» **What you have to do**: After removing every image, reproduce the data exactly as it appears.

» **Provided entries**:
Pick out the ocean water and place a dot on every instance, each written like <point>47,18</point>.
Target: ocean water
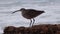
<point>51,15</point>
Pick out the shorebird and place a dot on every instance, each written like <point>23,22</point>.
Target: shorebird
<point>30,14</point>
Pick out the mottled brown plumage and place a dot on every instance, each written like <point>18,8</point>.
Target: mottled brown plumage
<point>30,13</point>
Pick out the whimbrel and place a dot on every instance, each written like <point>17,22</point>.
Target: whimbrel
<point>30,14</point>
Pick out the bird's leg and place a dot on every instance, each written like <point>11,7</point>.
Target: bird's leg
<point>30,22</point>
<point>33,21</point>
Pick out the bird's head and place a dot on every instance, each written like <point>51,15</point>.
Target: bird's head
<point>42,11</point>
<point>22,9</point>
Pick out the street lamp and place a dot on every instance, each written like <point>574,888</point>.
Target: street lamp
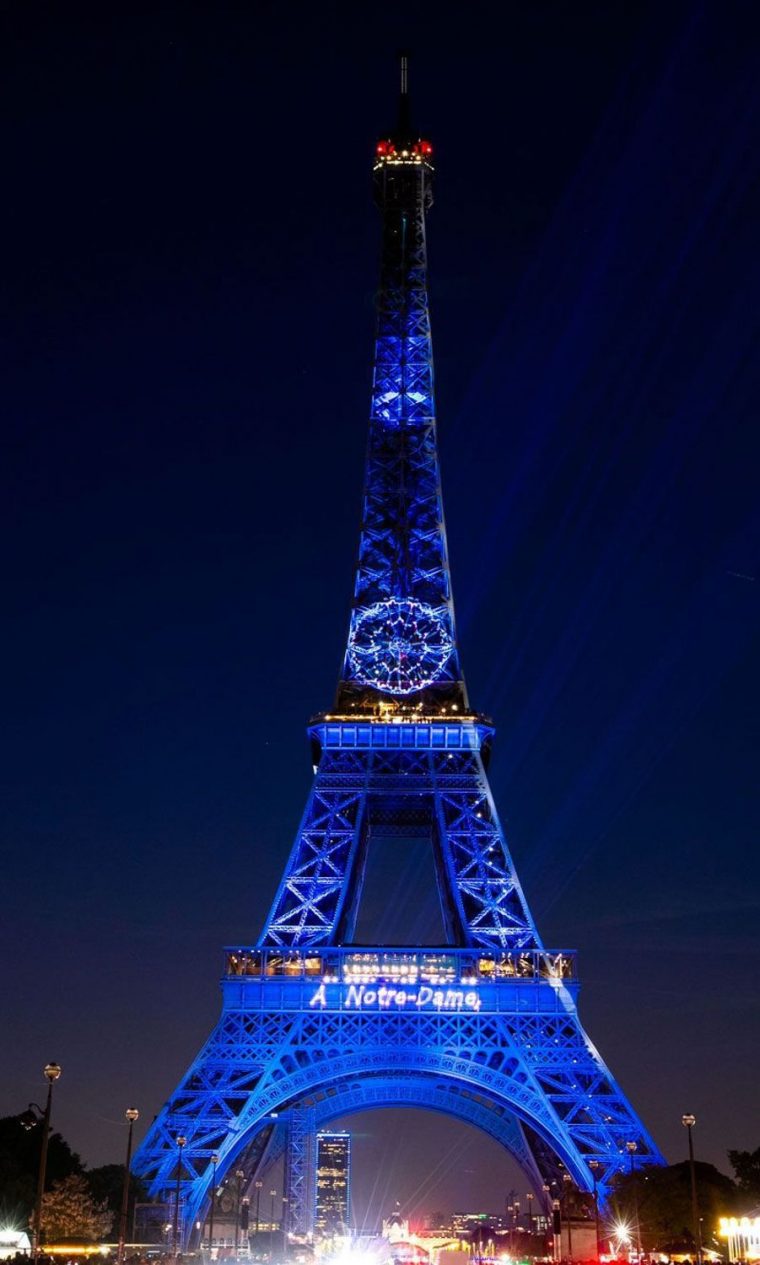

» **Solved exercise**:
Pick out the ocean water and place a dot on every instance, each written like <point>47,18</point>.
Target: ocean water
<point>51,15</point>
Pick out the shorebird and place a dot on every instance, each written like <point>23,22</point>.
Target: shorebird
<point>30,14</point>
Pick out the mottled brown plumage and place a dot on every instance, each written like <point>18,8</point>.
Target: mottled brown plumage
<point>30,13</point>
Pick out the whimbrel and place a dot on every instance, each written like <point>17,22</point>.
Target: whimbrel
<point>30,14</point>
Pick out the bird's leg and place a dot on every instance, each written like <point>11,7</point>.
Target: bird's leg
<point>30,22</point>
<point>33,21</point>
Pick out the bird's head and place a dot on every instance, each written like <point>51,15</point>.
Target: bird's head
<point>42,11</point>
<point>22,9</point>
Pick out the street lamp and place a dot on every instance, each written like <point>574,888</point>.
Target: street lamp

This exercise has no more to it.